Aim of the task: Please collect every line of the data below that contains the word "drawer" and copy each of those lines in full.

--------------------------------

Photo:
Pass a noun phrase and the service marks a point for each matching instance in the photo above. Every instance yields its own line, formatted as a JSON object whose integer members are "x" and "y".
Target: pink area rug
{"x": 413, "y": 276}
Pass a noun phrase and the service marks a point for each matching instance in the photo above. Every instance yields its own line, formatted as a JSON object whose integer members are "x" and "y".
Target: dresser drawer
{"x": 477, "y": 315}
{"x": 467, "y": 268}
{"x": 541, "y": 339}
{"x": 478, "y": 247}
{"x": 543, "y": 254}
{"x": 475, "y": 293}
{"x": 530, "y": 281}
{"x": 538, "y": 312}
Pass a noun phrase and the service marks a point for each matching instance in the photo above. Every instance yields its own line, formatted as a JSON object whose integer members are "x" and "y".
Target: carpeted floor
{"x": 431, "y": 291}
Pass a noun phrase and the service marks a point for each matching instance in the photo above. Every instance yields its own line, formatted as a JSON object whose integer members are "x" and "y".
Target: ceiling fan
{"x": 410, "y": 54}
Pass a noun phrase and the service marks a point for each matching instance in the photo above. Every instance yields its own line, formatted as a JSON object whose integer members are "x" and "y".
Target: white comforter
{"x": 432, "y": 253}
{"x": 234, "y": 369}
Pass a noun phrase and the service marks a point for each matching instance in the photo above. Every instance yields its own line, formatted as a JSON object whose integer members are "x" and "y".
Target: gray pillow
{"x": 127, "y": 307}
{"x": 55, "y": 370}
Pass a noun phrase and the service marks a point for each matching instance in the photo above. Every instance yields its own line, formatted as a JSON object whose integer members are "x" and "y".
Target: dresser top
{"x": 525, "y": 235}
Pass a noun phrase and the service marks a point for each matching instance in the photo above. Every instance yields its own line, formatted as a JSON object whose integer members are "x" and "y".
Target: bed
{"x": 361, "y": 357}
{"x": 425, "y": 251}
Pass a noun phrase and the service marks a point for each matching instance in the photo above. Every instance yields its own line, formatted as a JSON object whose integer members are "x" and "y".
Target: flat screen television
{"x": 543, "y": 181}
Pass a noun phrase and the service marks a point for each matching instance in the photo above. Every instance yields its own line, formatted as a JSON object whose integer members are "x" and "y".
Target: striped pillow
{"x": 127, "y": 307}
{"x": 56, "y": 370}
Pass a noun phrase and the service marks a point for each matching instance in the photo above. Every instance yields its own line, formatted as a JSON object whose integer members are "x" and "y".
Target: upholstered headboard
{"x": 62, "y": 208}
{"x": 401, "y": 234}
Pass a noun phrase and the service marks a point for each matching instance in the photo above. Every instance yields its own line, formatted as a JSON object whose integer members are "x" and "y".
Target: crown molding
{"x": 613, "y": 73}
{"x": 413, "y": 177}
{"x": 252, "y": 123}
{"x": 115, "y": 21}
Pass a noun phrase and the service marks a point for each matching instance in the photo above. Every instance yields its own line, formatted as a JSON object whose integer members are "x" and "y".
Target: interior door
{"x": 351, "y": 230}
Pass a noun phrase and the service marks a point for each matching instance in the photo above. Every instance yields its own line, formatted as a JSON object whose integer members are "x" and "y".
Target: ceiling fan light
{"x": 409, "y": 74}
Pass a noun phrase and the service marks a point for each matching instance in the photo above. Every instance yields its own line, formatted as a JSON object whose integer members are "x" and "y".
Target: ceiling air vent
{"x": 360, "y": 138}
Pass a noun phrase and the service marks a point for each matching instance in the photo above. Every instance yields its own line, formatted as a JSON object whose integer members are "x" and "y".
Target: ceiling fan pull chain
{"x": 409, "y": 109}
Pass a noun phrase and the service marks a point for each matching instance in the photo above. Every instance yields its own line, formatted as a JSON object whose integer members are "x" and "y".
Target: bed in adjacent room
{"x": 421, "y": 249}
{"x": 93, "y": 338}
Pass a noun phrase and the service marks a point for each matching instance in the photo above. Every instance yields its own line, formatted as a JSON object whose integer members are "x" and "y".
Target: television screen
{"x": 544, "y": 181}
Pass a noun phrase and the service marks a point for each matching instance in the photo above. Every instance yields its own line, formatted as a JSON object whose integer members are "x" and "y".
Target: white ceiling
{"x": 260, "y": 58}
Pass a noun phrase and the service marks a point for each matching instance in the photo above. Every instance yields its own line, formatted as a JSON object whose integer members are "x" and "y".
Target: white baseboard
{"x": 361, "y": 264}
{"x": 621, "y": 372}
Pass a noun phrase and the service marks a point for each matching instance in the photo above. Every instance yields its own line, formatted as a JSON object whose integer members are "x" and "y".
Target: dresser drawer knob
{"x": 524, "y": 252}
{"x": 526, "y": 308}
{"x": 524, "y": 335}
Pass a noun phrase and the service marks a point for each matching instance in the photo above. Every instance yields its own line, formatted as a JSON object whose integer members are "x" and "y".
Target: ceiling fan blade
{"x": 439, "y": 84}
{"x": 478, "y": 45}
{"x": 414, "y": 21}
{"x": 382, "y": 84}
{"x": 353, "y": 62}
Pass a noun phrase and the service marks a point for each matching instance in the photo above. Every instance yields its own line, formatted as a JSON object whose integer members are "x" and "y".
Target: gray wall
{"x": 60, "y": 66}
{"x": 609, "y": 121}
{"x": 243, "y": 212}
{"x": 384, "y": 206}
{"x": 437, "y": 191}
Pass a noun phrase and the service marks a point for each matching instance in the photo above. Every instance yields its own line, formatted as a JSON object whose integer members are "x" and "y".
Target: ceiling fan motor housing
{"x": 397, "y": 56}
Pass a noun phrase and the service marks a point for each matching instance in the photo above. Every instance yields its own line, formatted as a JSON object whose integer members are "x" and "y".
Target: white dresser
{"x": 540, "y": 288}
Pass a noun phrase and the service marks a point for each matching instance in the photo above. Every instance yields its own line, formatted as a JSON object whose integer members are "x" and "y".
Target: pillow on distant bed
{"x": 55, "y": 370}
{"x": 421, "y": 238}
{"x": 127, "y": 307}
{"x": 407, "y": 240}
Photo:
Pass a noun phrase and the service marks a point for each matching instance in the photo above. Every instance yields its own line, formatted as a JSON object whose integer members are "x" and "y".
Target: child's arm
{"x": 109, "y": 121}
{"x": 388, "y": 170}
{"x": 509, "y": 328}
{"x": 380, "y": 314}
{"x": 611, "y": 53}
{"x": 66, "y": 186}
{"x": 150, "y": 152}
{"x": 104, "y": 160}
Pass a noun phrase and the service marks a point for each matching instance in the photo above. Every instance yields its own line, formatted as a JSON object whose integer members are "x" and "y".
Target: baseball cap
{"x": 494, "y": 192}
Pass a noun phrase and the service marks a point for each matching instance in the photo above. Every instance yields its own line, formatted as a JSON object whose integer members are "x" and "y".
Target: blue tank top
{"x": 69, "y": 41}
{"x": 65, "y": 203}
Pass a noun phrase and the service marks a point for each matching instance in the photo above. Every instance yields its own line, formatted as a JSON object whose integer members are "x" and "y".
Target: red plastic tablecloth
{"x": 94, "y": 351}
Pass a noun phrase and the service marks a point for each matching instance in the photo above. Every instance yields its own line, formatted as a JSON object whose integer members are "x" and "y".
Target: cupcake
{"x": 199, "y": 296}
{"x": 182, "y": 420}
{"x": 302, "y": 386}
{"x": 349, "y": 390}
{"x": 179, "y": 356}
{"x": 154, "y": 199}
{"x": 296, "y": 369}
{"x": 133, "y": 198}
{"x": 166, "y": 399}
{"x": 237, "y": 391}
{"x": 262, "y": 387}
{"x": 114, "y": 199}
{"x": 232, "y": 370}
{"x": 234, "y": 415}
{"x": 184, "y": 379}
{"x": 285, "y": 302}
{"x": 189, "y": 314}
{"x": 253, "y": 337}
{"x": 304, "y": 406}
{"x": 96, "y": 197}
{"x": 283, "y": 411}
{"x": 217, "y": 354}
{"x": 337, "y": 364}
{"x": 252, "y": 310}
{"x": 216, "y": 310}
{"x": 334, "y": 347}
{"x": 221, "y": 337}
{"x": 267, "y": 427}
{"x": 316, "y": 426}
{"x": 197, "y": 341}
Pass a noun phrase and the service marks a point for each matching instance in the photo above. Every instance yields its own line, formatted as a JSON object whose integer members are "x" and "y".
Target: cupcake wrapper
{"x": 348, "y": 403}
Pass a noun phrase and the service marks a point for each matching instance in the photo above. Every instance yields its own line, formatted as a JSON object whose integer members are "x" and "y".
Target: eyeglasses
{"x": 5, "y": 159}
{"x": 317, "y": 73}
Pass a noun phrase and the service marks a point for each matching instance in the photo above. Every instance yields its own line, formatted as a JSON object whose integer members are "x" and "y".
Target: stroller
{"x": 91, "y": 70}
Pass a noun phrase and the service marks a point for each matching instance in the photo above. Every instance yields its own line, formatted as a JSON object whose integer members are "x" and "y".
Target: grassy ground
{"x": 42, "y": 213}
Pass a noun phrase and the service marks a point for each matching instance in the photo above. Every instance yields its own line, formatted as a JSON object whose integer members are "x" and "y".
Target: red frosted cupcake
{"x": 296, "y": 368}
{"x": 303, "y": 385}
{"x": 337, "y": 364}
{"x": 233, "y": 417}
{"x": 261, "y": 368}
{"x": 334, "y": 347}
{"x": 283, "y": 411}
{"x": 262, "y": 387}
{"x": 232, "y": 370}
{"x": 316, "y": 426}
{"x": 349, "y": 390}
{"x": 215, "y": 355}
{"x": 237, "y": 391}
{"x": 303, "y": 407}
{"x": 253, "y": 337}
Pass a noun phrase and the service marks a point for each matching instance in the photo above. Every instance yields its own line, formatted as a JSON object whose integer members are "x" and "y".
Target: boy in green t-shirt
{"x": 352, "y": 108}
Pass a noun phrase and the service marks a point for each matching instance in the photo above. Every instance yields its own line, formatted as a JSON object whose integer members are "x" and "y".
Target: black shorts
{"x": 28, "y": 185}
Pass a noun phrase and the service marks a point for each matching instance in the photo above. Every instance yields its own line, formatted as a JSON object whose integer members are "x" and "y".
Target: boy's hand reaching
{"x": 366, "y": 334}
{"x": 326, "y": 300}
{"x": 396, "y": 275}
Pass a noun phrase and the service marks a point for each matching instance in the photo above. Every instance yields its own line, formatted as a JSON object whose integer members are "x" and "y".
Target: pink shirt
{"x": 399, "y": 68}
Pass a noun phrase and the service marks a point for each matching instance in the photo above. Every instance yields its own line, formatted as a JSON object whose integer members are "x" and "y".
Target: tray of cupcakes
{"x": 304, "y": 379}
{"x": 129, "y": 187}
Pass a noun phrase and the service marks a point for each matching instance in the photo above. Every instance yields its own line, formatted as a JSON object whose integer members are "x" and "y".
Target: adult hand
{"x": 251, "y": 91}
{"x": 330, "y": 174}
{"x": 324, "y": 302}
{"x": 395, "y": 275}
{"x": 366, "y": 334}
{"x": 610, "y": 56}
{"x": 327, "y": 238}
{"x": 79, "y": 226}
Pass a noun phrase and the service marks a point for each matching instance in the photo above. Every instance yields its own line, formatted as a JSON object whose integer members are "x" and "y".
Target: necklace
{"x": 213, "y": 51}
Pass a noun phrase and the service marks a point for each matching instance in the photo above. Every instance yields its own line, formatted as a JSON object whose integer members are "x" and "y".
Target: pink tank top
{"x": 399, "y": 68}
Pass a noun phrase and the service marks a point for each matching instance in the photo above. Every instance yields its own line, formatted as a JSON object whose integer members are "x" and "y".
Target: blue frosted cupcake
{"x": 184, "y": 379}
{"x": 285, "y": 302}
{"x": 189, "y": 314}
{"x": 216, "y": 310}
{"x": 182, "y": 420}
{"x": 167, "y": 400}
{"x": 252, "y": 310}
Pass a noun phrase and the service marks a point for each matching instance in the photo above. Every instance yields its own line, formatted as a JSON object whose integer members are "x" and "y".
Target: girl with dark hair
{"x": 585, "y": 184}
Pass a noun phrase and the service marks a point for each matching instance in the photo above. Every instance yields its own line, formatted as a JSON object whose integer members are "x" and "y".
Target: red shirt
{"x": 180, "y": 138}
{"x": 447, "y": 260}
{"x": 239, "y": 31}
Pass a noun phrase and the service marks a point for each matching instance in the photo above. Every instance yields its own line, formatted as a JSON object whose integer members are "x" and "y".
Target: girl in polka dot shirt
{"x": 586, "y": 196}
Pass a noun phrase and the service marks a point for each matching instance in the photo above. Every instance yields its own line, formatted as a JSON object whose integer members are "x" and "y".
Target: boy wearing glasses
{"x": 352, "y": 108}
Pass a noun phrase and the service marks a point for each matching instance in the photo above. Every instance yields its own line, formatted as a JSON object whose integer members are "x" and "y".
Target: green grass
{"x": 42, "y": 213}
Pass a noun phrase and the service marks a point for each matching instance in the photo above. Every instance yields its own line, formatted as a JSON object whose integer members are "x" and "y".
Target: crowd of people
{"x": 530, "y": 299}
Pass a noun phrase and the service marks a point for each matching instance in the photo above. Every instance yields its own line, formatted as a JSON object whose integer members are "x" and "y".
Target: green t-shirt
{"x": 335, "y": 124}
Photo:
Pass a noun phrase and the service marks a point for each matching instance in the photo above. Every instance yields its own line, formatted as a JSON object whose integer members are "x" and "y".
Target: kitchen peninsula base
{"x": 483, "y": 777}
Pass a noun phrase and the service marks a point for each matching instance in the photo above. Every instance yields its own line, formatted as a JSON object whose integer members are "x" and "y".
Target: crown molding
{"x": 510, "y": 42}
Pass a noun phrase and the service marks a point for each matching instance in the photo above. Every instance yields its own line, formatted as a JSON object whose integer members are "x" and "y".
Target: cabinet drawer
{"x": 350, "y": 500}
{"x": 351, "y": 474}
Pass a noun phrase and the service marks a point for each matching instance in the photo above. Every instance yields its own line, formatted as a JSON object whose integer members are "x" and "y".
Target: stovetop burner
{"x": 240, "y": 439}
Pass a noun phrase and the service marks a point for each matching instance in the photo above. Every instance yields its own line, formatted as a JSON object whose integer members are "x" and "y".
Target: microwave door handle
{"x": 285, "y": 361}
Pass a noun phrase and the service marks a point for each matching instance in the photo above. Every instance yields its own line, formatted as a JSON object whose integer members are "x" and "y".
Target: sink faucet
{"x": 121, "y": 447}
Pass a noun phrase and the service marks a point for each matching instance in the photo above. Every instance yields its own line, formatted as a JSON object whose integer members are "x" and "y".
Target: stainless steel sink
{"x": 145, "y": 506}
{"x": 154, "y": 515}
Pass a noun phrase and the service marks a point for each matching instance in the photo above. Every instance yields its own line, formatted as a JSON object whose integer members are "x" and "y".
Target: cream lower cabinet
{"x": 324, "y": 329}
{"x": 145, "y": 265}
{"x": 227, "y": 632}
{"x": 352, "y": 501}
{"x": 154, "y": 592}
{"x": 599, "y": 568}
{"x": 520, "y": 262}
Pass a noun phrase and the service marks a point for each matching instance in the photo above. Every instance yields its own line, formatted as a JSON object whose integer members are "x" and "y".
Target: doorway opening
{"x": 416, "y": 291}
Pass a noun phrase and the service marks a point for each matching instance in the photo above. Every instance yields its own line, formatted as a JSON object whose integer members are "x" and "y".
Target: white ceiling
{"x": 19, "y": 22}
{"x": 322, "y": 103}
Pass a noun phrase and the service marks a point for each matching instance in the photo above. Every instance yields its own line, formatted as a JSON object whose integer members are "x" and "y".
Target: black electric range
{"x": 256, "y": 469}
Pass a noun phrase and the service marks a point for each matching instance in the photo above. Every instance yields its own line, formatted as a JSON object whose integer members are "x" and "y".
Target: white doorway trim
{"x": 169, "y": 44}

--------------------------------

Result for this task:
Target: dresser drawer
Target: dresser drawer knob
Target: cabinet drawer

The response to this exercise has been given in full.